*** Begin section ***

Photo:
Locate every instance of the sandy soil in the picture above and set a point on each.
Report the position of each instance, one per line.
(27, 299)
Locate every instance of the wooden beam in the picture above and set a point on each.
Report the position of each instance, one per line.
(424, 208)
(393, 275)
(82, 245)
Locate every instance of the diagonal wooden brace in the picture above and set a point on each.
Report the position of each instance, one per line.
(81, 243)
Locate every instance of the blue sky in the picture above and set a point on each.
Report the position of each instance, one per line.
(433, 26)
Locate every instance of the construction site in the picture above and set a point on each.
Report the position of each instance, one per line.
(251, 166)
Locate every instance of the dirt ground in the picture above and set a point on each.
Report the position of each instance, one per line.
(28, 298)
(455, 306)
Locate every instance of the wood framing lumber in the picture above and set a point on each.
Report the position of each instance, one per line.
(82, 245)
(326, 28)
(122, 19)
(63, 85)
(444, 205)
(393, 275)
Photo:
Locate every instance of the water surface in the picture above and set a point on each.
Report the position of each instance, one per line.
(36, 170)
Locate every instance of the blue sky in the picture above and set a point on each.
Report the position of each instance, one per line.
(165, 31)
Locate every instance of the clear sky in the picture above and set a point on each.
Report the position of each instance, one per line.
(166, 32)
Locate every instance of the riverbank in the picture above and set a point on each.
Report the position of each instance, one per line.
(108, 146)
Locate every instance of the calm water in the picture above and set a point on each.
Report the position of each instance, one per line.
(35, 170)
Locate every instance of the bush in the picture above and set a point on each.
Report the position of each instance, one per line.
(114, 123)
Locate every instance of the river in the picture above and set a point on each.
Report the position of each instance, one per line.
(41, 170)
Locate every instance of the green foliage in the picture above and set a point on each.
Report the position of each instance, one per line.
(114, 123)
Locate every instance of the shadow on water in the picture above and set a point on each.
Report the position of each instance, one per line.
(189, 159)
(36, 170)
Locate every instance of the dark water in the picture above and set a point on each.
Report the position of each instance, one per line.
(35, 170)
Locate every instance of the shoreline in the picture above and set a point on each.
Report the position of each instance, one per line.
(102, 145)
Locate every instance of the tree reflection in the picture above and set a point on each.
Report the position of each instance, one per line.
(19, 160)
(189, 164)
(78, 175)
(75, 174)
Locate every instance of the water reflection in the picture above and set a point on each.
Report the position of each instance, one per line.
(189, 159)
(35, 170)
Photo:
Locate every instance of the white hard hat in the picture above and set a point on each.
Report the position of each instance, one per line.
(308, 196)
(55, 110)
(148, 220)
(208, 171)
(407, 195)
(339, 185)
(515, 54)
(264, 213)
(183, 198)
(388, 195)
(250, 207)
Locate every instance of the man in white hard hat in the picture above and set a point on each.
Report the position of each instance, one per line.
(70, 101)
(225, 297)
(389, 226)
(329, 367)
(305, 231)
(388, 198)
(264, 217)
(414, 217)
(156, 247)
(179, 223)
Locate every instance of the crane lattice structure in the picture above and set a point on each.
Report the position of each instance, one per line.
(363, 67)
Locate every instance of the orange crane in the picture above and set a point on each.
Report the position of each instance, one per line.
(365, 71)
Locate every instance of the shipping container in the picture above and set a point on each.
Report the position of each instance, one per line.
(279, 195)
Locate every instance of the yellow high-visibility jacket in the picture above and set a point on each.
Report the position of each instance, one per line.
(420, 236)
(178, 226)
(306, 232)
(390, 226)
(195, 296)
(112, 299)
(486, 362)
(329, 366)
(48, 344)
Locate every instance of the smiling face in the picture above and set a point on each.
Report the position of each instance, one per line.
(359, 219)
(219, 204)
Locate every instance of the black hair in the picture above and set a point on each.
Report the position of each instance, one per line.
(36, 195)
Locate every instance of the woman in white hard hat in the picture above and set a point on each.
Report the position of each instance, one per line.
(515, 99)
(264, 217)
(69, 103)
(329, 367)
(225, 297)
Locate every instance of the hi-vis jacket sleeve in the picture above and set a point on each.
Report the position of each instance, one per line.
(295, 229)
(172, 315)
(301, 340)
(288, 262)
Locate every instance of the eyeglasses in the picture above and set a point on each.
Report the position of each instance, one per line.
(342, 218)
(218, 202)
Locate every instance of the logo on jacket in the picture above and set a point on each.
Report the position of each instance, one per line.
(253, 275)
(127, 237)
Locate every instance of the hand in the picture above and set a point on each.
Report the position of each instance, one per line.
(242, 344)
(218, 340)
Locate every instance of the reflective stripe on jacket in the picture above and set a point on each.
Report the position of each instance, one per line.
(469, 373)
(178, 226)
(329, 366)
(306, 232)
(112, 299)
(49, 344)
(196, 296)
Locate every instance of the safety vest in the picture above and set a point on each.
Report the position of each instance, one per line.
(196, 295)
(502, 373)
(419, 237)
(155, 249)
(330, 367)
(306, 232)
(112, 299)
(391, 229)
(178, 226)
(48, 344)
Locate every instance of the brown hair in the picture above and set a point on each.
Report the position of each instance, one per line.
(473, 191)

*** End section ***

**WHAT TO DO**: Give the data again exactly, line for line.

**RESULT OF THE EXERCISE**:
Photo:
Locate every instance of the sandy soil in the picture above and set a point on each.
Report the position of each instance, one per line.
(27, 299)
Locate every instance of the wooden beam in the picture above and set a point on each.
Report the position of each instance, one per line.
(424, 208)
(393, 275)
(82, 245)
Locate every instance of the diagonal wooden brace in the picture above and set a point on each.
Report the position of each instance, one per line.
(81, 243)
Locate every instance of the blue sky in the picture above and set a point on each.
Report the position of each instance, one per line.
(433, 26)
Locate every instance of the construction site in the picture above and set a point on each.
Report the position of each instance, one per line.
(251, 166)
Locate every instance of the dirt ground in the picture above and set a point on each.
Report the position of each instance, one per line.
(28, 298)
(455, 306)
Locate every instance of the wood framing lumber in the picture above and set a point on each.
Report the position of each instance, one per line.
(82, 245)
(326, 28)
(122, 19)
(63, 85)
(444, 205)
(393, 275)
Photo:
Locate every instance of the water surface in the picture above and set a point on each.
Report the position of each instance, one per line.
(36, 170)
Locate every instance of the blue sky in the picture above and set a point on each.
Report the position of each instance, one per line.
(165, 31)
Locate every instance of the clear sky in the picture above and set a point on each.
Report the position of each instance, one per line.
(166, 32)
Locate every instance of the riverbank in the picture above and set a point on each.
Report the position of each instance, one per line.
(108, 146)
Locate every instance of the calm water in the picture above and set a point on each.
Report the position of each instance, one per line.
(35, 170)
Locate every instance of the bush in the picture above and set a point on each.
Report the position of each instance, one per line.
(114, 123)
Locate every instance of the river in the picture above and set a point on each.
Report the position of each instance, one per line.
(41, 170)
Locate every instance of the green foliage in the picture above and set a point on each.
Report the position of each instance, one per line.
(114, 123)
Locate every instance of the shadow on water in the picture above and set a point on each.
Report the position of each instance, one per line.
(189, 159)
(36, 170)
Locate every instance of the dark water in the picture above and set a point on each.
Report the position of each instance, one per line.
(35, 170)
Locate every instance of the shoreline in the picture above and set a point on each.
Report the position of each instance, one per line.
(102, 145)
Locate every instance of the tree reflection in the picture above and set a point on each.
Report the position of each instance, one per line.
(19, 160)
(189, 164)
(78, 175)
(75, 174)
Locate every instance of the water reflection in the picture above and set a point on each.
Report the position of each instance, one per line.
(189, 159)
(35, 170)
Photo:
Locate every instance of the white hard hat in the picture above and set a point on each.
Report the position of each instance, one per line.
(308, 196)
(55, 110)
(148, 220)
(208, 171)
(407, 195)
(339, 185)
(515, 54)
(264, 213)
(183, 198)
(388, 195)
(250, 207)
Locate every instance of the man in white hard hat in the picture above and set a point on each.
Report the position of each instance, one per line.
(70, 101)
(225, 297)
(389, 226)
(329, 367)
(305, 231)
(388, 198)
(264, 217)
(414, 217)
(156, 247)
(179, 223)
Locate every instance of the crane lattice structure in the picture above and set a point on each.
Report the position of each instance, one per line.
(363, 67)
Locate every instance of the orange crane in the picture above and set a point on each.
Report the position of each instance, one per line.
(365, 71)
Locate every instance of the shipping container in the picture above and set a point on each.
Report the position of each instance, one per line.
(279, 195)
Locate every instance of the yellow high-visibility jacket in the picture above and set a point on each.
Report the position of each instance, one per line.
(420, 236)
(178, 226)
(306, 232)
(390, 226)
(195, 296)
(112, 299)
(486, 362)
(329, 366)
(48, 344)
Locate every instance of the smiling face in the picture above and set a point on each.
Report the position of each instance, one per line.
(359, 219)
(219, 204)
Locate every instance of the black hair in the picture above and set a point on each.
Report the position of each instance, one per line.
(36, 195)
Locate every instance of the woman in white hard hat in the picture above and set a point on each.
Report the position of each instance, one per line.
(515, 99)
(264, 217)
(69, 103)
(329, 367)
(225, 297)
Locate every instance of the hi-vis jacket sleeve in the picture above and set a point on each.
Report the position of each instance, one per line.
(295, 229)
(172, 315)
(301, 340)
(288, 262)
Locate every instance of the eyeglasses in the picture above and set a point on each.
Report the position of each instance, one per line.
(342, 218)
(218, 202)
Locate every instance of the logo on jacket in the picture above and set a point on each.
Report the position of each instance, one per line.
(253, 275)
(127, 237)
Locate every instance of the hand in the picture above and set a point on each.
Report the position of each instance, one per line.
(242, 344)
(218, 340)
Locate every instance of the reflective stripe on jacket in the picture above and set a point on each.
Report the position of each instance, one per line.
(469, 373)
(178, 226)
(329, 366)
(306, 232)
(112, 299)
(49, 344)
(196, 296)
Locate every instance of the safety vest in the picture above and set a point on each.
Report the position of each instance, one per line.
(196, 295)
(502, 373)
(419, 237)
(155, 249)
(330, 367)
(306, 232)
(112, 299)
(391, 229)
(178, 226)
(48, 344)
Locate every instance of the brown hair in the picture above and set a point on each.
Report the position of each instance, one per line.
(473, 191)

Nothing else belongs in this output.